§ **Exercise directions**
Every record below must be returned word for word, with the pictures left out.

>>

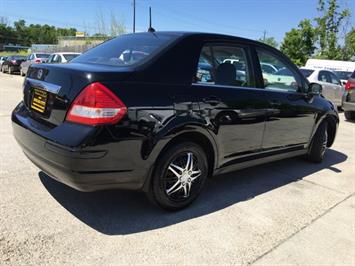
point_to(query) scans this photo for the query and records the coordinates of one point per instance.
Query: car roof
(204, 35)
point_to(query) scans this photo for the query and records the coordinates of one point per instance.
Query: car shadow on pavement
(120, 212)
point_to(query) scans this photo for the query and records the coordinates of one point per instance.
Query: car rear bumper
(84, 169)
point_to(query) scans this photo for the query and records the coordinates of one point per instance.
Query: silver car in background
(34, 58)
(333, 89)
(64, 57)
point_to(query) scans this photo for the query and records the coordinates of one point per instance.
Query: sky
(245, 18)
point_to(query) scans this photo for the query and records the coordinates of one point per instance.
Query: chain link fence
(69, 44)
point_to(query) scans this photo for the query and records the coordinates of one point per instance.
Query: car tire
(179, 176)
(319, 143)
(349, 115)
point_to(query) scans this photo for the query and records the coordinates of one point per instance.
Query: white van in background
(342, 68)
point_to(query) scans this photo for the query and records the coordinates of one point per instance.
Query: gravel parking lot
(288, 212)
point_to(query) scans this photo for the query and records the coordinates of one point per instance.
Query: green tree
(329, 24)
(298, 44)
(269, 41)
(349, 47)
(7, 33)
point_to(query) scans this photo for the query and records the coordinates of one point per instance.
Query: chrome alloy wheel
(181, 176)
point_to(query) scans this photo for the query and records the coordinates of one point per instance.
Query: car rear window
(70, 57)
(127, 49)
(42, 55)
(306, 72)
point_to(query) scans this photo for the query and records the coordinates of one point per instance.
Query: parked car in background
(349, 98)
(344, 76)
(34, 58)
(2, 59)
(61, 57)
(283, 76)
(166, 121)
(333, 89)
(12, 64)
(332, 65)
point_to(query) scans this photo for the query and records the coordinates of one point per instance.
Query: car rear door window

<<

§ **Task answer**
point_to(query) scans this photo for the query and records the coordinates of one point per instance.
Query: car roof
(204, 35)
point_to(query) scans this photo for the query and records the coordinates of one point per instance.
Query: car shadow on pavement
(120, 212)
point_to(query) scans this photo for the query and records the coordinates of one point per instance.
Query: car rear bumper
(84, 169)
point_to(query) scans this photo for the query and records the coordinates of one point per instance.
Query: silver car in background
(34, 58)
(333, 89)
(64, 57)
point_to(query) scans this photo for the query and records the coordinates of one point per instance.
Query: sky
(245, 18)
point_to(query) scans this photo for the query and records the coordinates of one point per instance.
Query: chain link fence
(69, 44)
point_to(query) scans this photo for the query and records the coordinates of one point per instance.
Query: car tire
(179, 176)
(319, 143)
(349, 115)
point_to(query) scans this photo for the query and records the coordinates of one point per instance.
Query: white van in background
(342, 68)
point_to(query) scans this photo for the query and records the coordinates of one point per instance.
Query: gravel parking lot
(288, 212)
point_to(query) scans this photo for the query and records the coordinates of one point per instance.
Query: green tree
(329, 24)
(298, 44)
(269, 41)
(349, 47)
(7, 33)
point_to(query) scans this photo for the query and records the coordinates of one point per instance.
Query: chrome alloy wheel
(181, 176)
point_to(query) scans this photo for the query and records the coordinates of one point per instance.
Query: car rear window
(70, 57)
(127, 49)
(42, 55)
(306, 72)
point_to(query) scans this photo for the query and records the coordinates of one point per instance.
Query: parked car in background
(349, 98)
(344, 76)
(34, 58)
(2, 59)
(61, 57)
(283, 76)
(166, 121)
(333, 89)
(12, 64)
(332, 65)
point_to(query) scans this photo for the query and records the coordinates of one point per instance.
Query: car rear door window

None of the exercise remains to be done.